[Dataset entries]
+---+

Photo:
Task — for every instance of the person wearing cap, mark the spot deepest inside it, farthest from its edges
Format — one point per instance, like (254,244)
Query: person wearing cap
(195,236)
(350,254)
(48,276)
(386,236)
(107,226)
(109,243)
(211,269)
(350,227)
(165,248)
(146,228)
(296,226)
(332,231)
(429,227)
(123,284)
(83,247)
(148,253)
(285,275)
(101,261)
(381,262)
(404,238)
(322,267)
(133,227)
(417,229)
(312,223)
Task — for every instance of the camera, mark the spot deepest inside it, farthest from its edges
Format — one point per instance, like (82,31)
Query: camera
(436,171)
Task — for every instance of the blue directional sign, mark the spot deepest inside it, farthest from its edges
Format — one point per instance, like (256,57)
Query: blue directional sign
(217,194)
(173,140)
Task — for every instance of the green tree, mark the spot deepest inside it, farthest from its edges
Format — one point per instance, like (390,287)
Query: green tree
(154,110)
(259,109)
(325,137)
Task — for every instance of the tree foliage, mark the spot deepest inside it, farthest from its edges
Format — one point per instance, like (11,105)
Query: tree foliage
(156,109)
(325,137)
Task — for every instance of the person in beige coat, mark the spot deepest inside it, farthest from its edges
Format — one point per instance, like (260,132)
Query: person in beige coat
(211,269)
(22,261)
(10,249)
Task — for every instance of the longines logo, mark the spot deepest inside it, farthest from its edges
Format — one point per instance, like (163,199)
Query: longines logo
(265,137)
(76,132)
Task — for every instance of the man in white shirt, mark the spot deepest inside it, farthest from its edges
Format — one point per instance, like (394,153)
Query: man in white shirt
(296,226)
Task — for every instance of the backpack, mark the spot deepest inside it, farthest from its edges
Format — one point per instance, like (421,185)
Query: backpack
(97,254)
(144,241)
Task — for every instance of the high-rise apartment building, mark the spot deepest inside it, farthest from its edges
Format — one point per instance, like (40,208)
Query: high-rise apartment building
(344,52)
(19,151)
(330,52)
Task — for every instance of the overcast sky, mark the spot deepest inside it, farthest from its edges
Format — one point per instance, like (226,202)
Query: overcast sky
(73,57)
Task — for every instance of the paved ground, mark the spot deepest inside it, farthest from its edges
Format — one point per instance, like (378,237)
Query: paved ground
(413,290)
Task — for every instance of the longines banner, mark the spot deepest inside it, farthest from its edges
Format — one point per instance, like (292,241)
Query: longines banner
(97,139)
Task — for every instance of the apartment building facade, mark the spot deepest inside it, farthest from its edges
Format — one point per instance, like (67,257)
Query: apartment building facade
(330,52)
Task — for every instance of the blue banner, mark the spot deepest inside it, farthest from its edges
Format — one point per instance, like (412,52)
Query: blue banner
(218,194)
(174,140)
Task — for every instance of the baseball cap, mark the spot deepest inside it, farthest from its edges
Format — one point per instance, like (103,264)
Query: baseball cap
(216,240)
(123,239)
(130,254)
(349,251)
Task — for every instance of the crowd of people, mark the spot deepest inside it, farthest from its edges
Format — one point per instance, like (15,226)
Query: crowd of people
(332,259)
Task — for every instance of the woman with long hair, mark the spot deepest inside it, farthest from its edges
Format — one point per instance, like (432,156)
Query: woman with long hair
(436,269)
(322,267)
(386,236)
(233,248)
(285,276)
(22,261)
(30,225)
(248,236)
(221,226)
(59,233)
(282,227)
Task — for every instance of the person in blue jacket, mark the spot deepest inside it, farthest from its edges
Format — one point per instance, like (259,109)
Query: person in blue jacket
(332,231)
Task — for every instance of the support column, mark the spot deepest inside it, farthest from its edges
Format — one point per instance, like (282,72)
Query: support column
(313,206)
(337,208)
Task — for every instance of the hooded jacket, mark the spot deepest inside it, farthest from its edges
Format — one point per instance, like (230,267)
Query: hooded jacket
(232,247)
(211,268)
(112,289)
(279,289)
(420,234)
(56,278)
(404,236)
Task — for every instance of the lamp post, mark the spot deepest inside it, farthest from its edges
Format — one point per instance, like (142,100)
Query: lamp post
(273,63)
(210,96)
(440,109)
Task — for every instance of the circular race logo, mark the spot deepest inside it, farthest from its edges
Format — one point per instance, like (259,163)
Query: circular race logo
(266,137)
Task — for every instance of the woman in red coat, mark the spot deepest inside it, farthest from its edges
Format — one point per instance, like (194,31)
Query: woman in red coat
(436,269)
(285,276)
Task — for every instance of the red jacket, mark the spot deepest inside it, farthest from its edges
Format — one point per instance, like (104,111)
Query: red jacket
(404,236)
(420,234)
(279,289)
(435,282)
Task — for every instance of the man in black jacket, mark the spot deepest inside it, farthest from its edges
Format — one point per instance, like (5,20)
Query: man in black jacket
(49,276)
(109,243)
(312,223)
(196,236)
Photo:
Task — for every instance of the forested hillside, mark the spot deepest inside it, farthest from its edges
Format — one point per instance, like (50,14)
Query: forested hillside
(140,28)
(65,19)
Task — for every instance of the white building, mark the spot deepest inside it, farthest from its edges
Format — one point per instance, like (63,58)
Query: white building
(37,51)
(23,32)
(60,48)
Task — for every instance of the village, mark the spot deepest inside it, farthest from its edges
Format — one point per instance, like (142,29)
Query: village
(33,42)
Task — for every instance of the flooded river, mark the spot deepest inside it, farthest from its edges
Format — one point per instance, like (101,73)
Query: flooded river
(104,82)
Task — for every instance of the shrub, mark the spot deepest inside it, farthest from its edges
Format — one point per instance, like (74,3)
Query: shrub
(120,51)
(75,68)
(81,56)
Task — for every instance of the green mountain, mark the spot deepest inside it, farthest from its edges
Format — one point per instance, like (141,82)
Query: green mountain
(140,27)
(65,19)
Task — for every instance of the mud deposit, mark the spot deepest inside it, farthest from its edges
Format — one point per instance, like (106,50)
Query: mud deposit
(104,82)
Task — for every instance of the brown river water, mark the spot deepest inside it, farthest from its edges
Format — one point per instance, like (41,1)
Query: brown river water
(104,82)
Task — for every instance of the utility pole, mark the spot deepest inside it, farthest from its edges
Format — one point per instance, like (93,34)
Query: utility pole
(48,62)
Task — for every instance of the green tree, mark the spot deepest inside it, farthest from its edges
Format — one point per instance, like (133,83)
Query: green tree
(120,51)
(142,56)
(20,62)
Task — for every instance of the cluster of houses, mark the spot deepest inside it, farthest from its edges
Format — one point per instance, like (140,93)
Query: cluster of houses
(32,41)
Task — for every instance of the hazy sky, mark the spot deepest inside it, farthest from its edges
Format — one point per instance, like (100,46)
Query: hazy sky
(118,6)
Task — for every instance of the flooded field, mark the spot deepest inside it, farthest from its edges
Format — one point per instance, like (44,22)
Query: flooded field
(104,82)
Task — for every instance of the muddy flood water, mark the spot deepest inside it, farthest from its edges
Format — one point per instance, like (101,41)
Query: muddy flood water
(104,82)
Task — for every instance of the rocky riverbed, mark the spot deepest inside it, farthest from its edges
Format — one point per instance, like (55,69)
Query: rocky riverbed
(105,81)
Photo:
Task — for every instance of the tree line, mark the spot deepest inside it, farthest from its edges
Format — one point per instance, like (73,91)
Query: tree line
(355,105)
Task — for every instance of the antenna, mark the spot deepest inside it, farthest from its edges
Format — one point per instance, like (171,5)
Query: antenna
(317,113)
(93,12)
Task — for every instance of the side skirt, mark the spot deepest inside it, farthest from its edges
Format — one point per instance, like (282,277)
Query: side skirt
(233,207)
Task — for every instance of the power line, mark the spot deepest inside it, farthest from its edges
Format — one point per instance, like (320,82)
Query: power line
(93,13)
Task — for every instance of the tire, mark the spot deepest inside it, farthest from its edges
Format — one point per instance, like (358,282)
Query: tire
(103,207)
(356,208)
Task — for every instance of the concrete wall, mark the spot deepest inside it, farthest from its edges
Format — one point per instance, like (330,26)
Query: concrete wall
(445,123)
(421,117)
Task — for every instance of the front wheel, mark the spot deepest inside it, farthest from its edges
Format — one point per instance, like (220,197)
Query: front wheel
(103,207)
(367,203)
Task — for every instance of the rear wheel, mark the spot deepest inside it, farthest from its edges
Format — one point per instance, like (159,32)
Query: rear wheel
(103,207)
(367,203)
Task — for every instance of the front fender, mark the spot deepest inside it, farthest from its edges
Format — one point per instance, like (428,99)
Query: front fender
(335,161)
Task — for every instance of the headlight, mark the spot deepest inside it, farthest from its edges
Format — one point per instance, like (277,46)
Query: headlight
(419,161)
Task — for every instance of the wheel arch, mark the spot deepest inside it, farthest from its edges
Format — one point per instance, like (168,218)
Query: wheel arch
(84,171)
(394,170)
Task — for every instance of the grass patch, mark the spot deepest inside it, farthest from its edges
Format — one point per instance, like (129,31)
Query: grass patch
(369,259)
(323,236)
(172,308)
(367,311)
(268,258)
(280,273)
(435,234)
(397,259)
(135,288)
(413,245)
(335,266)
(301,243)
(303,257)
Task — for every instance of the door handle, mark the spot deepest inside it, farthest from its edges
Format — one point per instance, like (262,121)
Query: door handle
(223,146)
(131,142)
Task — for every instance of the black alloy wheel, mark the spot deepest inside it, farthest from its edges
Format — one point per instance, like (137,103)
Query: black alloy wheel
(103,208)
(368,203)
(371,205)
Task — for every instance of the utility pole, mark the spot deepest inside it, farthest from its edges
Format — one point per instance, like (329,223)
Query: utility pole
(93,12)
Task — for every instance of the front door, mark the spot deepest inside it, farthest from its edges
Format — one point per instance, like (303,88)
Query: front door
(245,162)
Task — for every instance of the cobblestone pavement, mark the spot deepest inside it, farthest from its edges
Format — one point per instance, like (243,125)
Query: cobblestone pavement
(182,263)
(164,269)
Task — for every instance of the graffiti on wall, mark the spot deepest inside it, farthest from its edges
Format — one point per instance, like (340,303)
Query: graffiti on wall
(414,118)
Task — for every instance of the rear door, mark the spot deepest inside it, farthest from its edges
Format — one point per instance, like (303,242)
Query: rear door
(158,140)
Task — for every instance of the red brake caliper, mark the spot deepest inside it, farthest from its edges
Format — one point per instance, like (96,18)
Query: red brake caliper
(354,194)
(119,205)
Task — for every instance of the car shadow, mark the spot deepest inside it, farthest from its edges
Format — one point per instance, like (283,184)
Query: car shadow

+---+

Take the lines above from the one containing "Query: longines banner" to the one containing "Task — for every instance of the circular" and retype them exactly, both ends included, with nothing added.

Query: longines banner
(97,139)
Task — for every instance of the apartment building facade, mark the spot deepest inside it, farthest from its edges
Format — one point per instance, like (67,257)
Query: apartment building facade
(330,52)
Task — for every instance of the blue banner, mark the spot deepest inside it, farthest from its edges
Format — one point per instance, like (412,52)
Query: blue banner
(218,194)
(174,140)
Task — for every instance of the baseball cap, mark the spot deepest inside it, farthest from its edges
Format — one point per instance, like (103,264)
Query: baseball cap
(216,240)
(123,239)
(130,254)
(349,251)
Task — for every instance of the crowd of people, mark the spot deepest inside it, farthest from its edges
Format — one point per instance, like (15,226)
Query: crowd of people
(332,259)
Task — for every instance of the woman with long hair, mark the spot deepest inside it, farthest from its edges
Format — one point per instance, like (432,156)
Query: woman with long hair
(436,269)
(322,267)
(386,236)
(233,248)
(285,276)
(22,261)
(30,225)
(248,236)
(221,226)
(59,233)
(282,227)
Task — for every instance of the person in blue jacket, mark the spot deepest inside it, farthest from its edges
Format — one point per instance, like (259,109)
Query: person in blue jacket
(332,231)
Task — for every instance of the support column, mark the spot deepest inside it, farthest from its edges
Format — one point per instance, like (282,72)
Query: support column
(313,206)
(337,208)
Task — for every instance of the hooded jacket, mark the spot deepest inside it, farthest from its edges
Format — one point per instance, like (230,267)
Query: hooded jacket
(232,247)
(211,268)
(112,289)
(279,289)
(420,234)
(56,278)
(404,236)
Task — for every instance of the lamp post, mark the spot deepest inside it, farthest from its edges
Format — one point per instance, like (142,100)
Query: lamp post
(273,63)
(210,96)
(440,109)
Task — for every instance of the circular race logo, mark the spot deepest inside it, farthest from its edges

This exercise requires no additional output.